Problem description
What follows is a set of records; repeat all of them exactly.

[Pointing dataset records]
────────────────
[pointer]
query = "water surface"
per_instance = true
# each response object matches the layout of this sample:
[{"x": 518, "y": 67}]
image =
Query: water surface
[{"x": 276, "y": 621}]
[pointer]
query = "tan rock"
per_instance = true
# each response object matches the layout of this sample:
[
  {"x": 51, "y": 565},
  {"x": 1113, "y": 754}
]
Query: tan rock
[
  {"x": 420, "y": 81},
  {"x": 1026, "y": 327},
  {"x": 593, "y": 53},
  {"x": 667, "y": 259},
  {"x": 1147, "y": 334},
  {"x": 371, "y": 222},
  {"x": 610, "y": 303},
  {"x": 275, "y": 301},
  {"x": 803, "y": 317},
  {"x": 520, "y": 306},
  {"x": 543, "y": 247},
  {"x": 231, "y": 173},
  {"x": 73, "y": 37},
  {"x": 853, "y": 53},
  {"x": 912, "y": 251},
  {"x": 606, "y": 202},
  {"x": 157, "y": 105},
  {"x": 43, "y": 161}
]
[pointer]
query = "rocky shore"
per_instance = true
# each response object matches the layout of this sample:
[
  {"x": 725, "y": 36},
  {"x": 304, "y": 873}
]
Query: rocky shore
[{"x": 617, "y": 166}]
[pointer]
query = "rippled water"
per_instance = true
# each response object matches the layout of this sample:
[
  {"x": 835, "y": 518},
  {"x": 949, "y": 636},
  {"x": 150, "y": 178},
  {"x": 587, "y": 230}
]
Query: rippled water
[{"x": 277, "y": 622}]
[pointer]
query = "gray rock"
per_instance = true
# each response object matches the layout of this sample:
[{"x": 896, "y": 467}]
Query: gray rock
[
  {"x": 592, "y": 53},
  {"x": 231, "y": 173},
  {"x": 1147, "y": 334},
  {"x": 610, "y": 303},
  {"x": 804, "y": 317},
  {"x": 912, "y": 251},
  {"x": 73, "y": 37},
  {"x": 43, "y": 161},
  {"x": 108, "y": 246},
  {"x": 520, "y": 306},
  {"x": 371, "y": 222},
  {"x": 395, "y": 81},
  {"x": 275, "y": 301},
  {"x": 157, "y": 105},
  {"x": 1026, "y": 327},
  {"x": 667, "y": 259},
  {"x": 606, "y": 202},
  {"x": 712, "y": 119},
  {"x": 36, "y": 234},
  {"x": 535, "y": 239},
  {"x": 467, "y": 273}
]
────────────────
Exercise result
[pointer]
query = "water surface"
per_instance = true
# each response object matches the layout of this sample:
[{"x": 518, "y": 67}]
image =
Query: water surface
[{"x": 276, "y": 621}]
[pointer]
query = "tan rock"
per_instance = true
# each response object matches the layout of this sample:
[
  {"x": 51, "y": 565},
  {"x": 1113, "y": 754}
]
Query: tan rock
[
  {"x": 420, "y": 81},
  {"x": 1026, "y": 327},
  {"x": 593, "y": 53},
  {"x": 667, "y": 259},
  {"x": 1147, "y": 334},
  {"x": 371, "y": 222},
  {"x": 610, "y": 303},
  {"x": 275, "y": 301},
  {"x": 803, "y": 317},
  {"x": 520, "y": 306},
  {"x": 543, "y": 247},
  {"x": 231, "y": 173},
  {"x": 73, "y": 37},
  {"x": 853, "y": 53},
  {"x": 912, "y": 251},
  {"x": 606, "y": 202},
  {"x": 157, "y": 105},
  {"x": 43, "y": 161}
]
[pointer]
query = "rocky shore"
per_instance = true
# each response object matches the layout of this sample:
[
  {"x": 725, "y": 36},
  {"x": 304, "y": 873}
]
Query: rocky shore
[{"x": 617, "y": 166}]
[pointer]
query = "rippled water"
per_instance = true
# each response object matches the layout of this sample:
[
  {"x": 835, "y": 518},
  {"x": 949, "y": 636},
  {"x": 150, "y": 178},
  {"x": 587, "y": 230}
]
Query: rippled water
[{"x": 277, "y": 622}]
[pointer]
query = "gray rock"
per_instance = true
# each response object matches the layout of this sample:
[{"x": 896, "y": 467}]
Query: gray rock
[
  {"x": 592, "y": 53},
  {"x": 231, "y": 173},
  {"x": 1147, "y": 334},
  {"x": 610, "y": 303},
  {"x": 804, "y": 317},
  {"x": 912, "y": 251},
  {"x": 73, "y": 37},
  {"x": 43, "y": 161},
  {"x": 108, "y": 246},
  {"x": 520, "y": 306},
  {"x": 371, "y": 222},
  {"x": 395, "y": 81},
  {"x": 275, "y": 301},
  {"x": 157, "y": 105},
  {"x": 1026, "y": 327},
  {"x": 667, "y": 259},
  {"x": 606, "y": 202},
  {"x": 712, "y": 119},
  {"x": 36, "y": 234},
  {"x": 535, "y": 239},
  {"x": 467, "y": 273}
]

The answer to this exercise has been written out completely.